**THE TASK**
Word for word, restate every entry shown below.

- - -

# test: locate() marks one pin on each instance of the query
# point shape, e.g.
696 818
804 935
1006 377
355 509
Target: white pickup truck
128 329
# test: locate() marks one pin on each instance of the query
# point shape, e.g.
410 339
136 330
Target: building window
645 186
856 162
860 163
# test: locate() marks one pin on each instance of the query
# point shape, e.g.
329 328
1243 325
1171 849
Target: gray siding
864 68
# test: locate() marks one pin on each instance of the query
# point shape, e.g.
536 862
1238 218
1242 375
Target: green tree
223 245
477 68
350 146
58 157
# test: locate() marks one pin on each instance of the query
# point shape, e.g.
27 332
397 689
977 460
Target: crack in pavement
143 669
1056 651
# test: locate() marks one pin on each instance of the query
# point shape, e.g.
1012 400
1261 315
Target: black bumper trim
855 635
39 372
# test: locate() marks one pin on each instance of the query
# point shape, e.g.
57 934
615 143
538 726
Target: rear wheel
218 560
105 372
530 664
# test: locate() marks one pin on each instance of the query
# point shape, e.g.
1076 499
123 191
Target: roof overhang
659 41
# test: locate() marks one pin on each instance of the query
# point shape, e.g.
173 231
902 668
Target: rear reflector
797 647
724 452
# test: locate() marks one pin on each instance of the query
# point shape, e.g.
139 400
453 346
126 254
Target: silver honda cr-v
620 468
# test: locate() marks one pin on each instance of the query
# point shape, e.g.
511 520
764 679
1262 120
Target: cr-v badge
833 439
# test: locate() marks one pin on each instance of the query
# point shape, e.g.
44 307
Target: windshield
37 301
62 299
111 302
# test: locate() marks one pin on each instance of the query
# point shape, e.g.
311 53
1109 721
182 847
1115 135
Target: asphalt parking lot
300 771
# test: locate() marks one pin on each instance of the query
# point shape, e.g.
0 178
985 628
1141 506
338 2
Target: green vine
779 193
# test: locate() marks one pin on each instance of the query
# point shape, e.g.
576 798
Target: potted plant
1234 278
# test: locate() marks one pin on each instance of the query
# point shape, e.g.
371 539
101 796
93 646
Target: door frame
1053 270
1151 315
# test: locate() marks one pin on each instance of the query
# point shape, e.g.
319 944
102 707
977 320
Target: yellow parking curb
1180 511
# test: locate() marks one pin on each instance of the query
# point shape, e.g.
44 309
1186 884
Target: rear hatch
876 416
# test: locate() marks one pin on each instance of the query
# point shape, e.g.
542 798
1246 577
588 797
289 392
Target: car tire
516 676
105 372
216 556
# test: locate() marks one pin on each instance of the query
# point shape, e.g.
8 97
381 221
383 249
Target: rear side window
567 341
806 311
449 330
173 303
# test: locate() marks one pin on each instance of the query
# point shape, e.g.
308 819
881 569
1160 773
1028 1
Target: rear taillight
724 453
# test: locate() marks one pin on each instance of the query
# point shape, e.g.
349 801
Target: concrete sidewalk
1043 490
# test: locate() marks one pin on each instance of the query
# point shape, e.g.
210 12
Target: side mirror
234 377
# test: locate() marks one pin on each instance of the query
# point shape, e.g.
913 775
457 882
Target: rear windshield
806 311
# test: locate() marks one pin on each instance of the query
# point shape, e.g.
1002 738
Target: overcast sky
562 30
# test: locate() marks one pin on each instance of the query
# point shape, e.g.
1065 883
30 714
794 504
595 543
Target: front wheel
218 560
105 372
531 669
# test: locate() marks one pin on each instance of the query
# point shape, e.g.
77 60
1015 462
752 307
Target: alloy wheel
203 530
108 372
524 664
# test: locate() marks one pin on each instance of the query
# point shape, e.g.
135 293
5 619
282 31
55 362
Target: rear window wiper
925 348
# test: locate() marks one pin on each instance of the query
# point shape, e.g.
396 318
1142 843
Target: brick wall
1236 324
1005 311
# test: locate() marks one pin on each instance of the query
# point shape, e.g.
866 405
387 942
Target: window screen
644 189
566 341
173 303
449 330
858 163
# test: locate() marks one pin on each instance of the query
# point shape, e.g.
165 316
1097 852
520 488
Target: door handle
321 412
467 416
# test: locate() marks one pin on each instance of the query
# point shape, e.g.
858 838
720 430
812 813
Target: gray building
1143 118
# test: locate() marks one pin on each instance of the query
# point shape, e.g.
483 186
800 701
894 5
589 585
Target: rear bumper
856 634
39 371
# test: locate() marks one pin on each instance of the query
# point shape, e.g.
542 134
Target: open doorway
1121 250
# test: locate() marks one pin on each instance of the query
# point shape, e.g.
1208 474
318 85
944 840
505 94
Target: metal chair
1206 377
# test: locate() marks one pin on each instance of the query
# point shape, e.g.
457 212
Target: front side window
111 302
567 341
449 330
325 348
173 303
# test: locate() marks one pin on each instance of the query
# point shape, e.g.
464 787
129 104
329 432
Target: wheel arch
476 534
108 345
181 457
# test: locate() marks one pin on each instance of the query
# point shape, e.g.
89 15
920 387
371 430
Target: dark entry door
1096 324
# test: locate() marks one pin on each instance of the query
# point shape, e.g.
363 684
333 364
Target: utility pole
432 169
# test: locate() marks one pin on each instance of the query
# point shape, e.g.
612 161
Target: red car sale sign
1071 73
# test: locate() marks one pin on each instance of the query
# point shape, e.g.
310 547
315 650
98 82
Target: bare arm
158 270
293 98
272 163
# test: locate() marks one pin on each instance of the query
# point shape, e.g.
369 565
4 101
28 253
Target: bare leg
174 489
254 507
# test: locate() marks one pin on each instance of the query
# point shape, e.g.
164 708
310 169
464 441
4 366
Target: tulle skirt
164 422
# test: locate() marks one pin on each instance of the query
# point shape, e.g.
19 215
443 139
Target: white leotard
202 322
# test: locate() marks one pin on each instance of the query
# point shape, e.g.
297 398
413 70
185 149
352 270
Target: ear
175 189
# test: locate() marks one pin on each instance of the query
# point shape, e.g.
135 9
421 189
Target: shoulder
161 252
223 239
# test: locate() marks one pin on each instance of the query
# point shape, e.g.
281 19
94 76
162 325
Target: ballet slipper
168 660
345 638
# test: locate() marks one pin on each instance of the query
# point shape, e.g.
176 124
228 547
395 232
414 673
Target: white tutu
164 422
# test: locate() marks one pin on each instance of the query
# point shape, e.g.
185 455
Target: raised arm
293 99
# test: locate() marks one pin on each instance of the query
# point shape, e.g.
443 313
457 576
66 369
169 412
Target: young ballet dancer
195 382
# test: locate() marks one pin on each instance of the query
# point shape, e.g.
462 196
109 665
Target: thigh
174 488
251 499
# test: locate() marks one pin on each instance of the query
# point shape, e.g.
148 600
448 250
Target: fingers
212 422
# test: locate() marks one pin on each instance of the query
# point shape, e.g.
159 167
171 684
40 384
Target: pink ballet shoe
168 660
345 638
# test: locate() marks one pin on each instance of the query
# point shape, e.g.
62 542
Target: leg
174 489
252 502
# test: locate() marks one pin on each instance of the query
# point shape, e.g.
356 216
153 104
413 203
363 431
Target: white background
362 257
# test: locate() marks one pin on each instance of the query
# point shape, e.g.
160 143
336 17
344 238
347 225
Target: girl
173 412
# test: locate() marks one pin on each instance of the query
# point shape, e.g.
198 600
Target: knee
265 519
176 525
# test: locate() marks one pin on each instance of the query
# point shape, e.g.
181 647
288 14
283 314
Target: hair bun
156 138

- - -

**COMPLETED EXERCISE**
# test: locate() marks one pin on each instance of the query
# point shape, e.g.
696 818
804 935
1006 377
355 509
Target: white pickup truck
128 329
# test: locate() marks one pin on each instance of the query
# point shape, e.g.
410 339
136 330
Target: building window
645 186
856 162
860 163
# test: locate() marks one pin on each instance of the query
# point shape, e.g.
329 328
1243 325
1171 849
Target: gray siding
864 68
# test: locate() marks one pin on each instance of the query
# point shape, e.g.
536 862
1238 218
1242 375
Target: green tree
223 245
477 68
350 146
58 157
# test: locate() marks one pin on each instance of the query
# point shape, e.g.
27 332
397 689
977 460
Target: crack in pavement
143 669
1056 651
# test: locate() marks one pin on each instance of the query
# point shape, e.g.
1012 400
1261 315
Target: black bumper trim
855 635
39 372
# test: locate() marks one pin on each instance of the query
# point shape, e.g.
57 934
615 143
538 726
Target: rear wheel
218 560
105 372
530 664
# test: locate() marks one pin on each instance of the query
# point shape, e.g.
1076 499
123 191
Target: roof overhang
659 41
# test: locate() marks one pin on each instance of the query
# point shape, e.g.
173 231
902 668
Target: rear reflector
797 647
724 452
# test: locate() marks one pin on each instance of the query
# point shape, e.g.
139 400
453 346
126 254
Target: silver honda cr-v
620 468
# test: locate() marks one pin on each instance of the query
# point shape, e.g.
511 520
764 679
1262 120
Target: cr-v badge
833 439
# test: locate() marks one pin on each instance of the query
# point shape, e.g.
44 307
Target: windshield
37 301
62 299
111 302
# test: locate() marks one pin on each instance of the query
# point shape, e.g.
311 53
1109 721
182 847
1115 135
Target: asphalt parking lot
300 771
# test: locate() marks one pin on each instance of the query
# point shape, e.g.
0 178
985 628
1141 506
338 2
Target: green vine
779 193
# test: locate() marks one pin on each instance of the query
# point shape, e.g.
576 798
Target: potted plant
1234 278
# test: locate() marks one pin on each instance of the query
# point shape, e.g.
371 539
101 796
93 646
Target: door frame
1053 270
1151 315
# test: locate() marks one pin on each instance of the query
# point shape, e.g.
319 944
102 707
977 320
Target: yellow parking curb
1180 511
# test: locate() marks one pin on each instance of the query
# point shape, e.g.
44 309
1186 884
Target: rear hatch
876 416
# test: locate() marks one pin on each instance of the query
# point shape, e.g.
542 798
1246 577
588 797
289 392
Target: car tire
516 676
105 372
216 556
# test: locate() marks one pin on each instance of the query
# point shape, e.g.
8 97
381 221
383 249
Target: rear side window
567 341
806 311
449 330
173 303
# test: locate() marks one pin on each instance of the query
# point shape, e.g.
308 819
881 569
1160 773
1028 1
Target: rear taillight
724 453
# test: locate() marks one pin on each instance of the query
# point shape, e.g.
349 801
Target: concrete sidewalk
1043 490
# test: locate() marks one pin on each instance of the query
# point shape, e.g.
210 12
Target: side mirror
234 377
# test: locate() marks one pin on each instance of the query
# point shape, e.g.
913 775
457 882
Target: rear windshield
806 311
# test: locate() marks one pin on each instance of the query
# point shape, e.g.
1002 738
Target: overcast sky
562 30
# test: locate() marks one pin on each instance of the query
# point shape, e.g.
1065 883
30 714
794 504
595 543
Target: front wheel
218 560
105 372
531 669
# test: locate() marks one pin on each instance of the query
# point shape, e.g.
77 60
1015 462
752 307
Target: alloy wheel
203 530
108 372
524 664
# test: locate() marks one pin on each instance of the query
# point shape, e.g.
135 293
5 619
282 31
55 362
Target: rear window wiper
925 348
# test: locate() marks one pin on each instance of the query
# point shape, e.g.
396 318
1142 843
Target: brick wall
1236 324
1005 311
# test: locate() marks one pin on each instance of the query
# point shape, e.g.
866 405
387 942
Target: window screen
644 189
566 341
173 303
449 330
858 163
# test: locate() marks one pin on each instance of the query
# point shape, e.g.
165 316
1097 852
520 488
Target: door handle
321 412
467 416
# test: locate() marks one pin on each instance of the query
# point shape, e.g.
858 838
720 430
812 813
Target: gray building
1143 118
# test: locate() marks one pin on each instance of the query
# point shape, e.g.
483 186
800 701
894 5
589 585
Target: rear bumper
856 634
39 371
# test: locate() marks one pin on each instance of the query
# point shape, e.g.
542 134
Target: open doorway
1121 250
# test: locate() marks one pin on each instance of the query
# point shape, e.g.
1208 474
318 85
944 840
505 94
Target: metal chair
1206 377
# test: locate() marks one pin on each instance of the query
# point shape, e.g.
457 212
Target: front side window
111 302
567 341
449 330
325 348
173 303
# test: locate() marks one pin on each instance of the query
# point shape, e.g.
464 787
129 104
329 432
Target: wheel arch
476 534
108 345
181 457
# test: locate() marks one pin on each instance of the query
# point shape, e.g.
89 15
920 387
371 430
Target: dark entry door
1096 324
# test: locate() marks one pin on each instance of the query
# point shape, e.g.
363 684
333 364
Target: utility pole
432 169
# test: locate() marks one pin on each instance of the query
# point shape, e.g.
612 161
Target: red car sale sign
1071 73
# test: locate() marks one pin on each instance of the query
# point shape, e.g.
310 547
315 650
98 82
Target: bare arm
158 270
293 98
272 163
# test: locate() marks one pin on each instance of the query
# point shape, e.g.
369 565
4 101
28 253
Target: bare leg
174 489
254 507
# test: locate() marks one pin on each instance of the query
# point shape, e.g.
164 708
310 169
464 441
4 366
Target: tulle skirt
164 422
# test: locate() marks one pin on each instance of the query
# point shape, e.g.
19 215
443 139
Target: white leotard
202 322
# test: locate() marks one pin on each instance of the query
# point shape, e.g.
297 398
413 70
185 149
352 270
Target: ear
175 189
# test: locate() marks one pin on each instance of the query
# point shape, e.g.
135 9
421 189
Target: shoulder
161 252
223 239
# test: locate() marks one pin on each instance of the query
# point shape, e.g.
281 19
94 76
162 325
Target: ballet slipper
168 660
345 638
# test: locate() marks one pin on each instance of the query
# point shape, e.g.
176 124
228 547
395 232
414 673
Target: white tutu
164 422
# test: locate() marks one pin on each instance of the query
# point shape, e.g.
185 455
Target: raised arm
293 99
# test: locate() marks one pin on each instance of the query
# point shape, e.g.
443 313
457 576
66 369
169 412
Target: young ballet dancer
195 382
# test: locate() marks one pin on each instance of the query
# point shape, e.g.
462 196
109 665
Target: thigh
174 488
251 499
# test: locate() marks one pin on each instance of the query
# point shape, e.g.
148 600
448 250
Target: fingers
212 422
# test: locate() marks one pin on each instance of the query
# point shape, e.g.
159 167
171 684
40 384
Target: pink ballet shoe
168 660
345 638
# test: locate() marks one pin on each instance of the query
# point shape, e.g.
62 542
Target: leg
174 489
252 502
# test: locate() marks one pin on each instance of the query
# point shape, e.g.
356 216
153 104
413 203
363 431
Target: white background
362 257
# test: locate() marks one pin on each instance of the query
# point shape, e.g.
160 143
336 17
344 238
347 225
Target: girl
173 412
# test: locate() marks one pin on each instance of the query
# point shape, e.g.
198 600
Target: knee
265 519
176 525
# test: locate() marks one pin on each instance of the query
# point shape, e.g.
181 647
288 14
283 314
Target: hair bun
156 138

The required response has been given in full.